___ DATA TO USE

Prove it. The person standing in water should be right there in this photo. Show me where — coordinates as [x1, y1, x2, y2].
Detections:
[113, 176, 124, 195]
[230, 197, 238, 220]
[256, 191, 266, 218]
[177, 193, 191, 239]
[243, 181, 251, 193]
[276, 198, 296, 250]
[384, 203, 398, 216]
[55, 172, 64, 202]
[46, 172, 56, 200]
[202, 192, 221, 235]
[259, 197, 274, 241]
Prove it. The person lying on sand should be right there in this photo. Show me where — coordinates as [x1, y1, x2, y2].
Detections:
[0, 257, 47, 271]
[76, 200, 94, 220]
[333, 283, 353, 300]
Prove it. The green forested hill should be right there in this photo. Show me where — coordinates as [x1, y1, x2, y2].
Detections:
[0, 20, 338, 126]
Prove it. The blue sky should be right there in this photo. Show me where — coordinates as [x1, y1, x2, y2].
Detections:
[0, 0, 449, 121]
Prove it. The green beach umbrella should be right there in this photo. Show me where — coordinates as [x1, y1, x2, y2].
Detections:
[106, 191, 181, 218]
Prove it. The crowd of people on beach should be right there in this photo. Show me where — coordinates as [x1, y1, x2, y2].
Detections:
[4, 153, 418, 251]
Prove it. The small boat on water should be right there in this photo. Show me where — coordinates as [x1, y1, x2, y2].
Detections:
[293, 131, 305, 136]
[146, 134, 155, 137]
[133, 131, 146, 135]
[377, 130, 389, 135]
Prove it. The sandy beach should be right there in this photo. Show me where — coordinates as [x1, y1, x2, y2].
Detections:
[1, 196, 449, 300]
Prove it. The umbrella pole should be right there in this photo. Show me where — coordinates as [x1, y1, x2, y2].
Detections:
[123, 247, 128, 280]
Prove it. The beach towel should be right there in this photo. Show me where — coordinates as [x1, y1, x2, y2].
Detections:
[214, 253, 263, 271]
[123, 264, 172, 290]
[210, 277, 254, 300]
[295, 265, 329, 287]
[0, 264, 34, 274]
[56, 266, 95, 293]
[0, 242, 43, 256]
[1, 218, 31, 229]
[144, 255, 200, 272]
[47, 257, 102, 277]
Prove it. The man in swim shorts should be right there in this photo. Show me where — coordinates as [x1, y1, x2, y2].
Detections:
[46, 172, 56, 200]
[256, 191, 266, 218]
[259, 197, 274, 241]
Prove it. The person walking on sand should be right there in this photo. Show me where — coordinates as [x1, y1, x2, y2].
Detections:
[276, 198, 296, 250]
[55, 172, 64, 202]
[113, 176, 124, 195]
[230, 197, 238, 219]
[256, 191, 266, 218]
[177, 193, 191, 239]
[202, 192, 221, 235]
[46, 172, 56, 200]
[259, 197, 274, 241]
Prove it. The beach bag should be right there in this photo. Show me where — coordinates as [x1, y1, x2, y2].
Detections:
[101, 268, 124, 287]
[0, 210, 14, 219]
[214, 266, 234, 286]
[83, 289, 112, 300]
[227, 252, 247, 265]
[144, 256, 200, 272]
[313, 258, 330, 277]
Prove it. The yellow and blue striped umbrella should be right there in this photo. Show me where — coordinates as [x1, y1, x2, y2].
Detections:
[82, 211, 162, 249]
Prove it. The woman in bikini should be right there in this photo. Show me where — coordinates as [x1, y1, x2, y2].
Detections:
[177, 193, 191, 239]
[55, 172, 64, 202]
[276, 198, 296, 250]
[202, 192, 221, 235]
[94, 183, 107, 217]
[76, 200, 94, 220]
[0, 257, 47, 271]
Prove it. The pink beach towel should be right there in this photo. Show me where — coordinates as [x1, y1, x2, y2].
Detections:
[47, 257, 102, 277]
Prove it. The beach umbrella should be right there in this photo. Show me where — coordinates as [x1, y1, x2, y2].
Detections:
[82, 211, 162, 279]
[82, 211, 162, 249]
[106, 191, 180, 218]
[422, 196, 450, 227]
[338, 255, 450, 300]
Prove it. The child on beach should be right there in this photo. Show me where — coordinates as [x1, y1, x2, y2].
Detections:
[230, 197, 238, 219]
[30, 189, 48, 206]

______

_REQUIRED ACTION_. Above are the records; repeat exactly the lines from the one holding "Prove it. The woman" down to the one holding "Prove it. The beach umbrella", end lines included.

_RESPONSE BELOW_.
Prove it. The woman in bikini should be right there in this photo. Show me where — coordinates as [x1, y1, x2, y2].
Detections:
[177, 193, 191, 239]
[55, 172, 64, 202]
[276, 198, 296, 250]
[202, 192, 221, 235]
[94, 183, 107, 217]
[76, 200, 94, 220]
[0, 257, 47, 271]
Prove it. The pink beach towel should be right there in this photo. Show me where — coordinates as [x1, y1, x2, y2].
Detections:
[47, 257, 102, 277]
Prove it. The beach umbrella should be right there in this photo. Show me where — coordinates as [x1, y1, x2, y2].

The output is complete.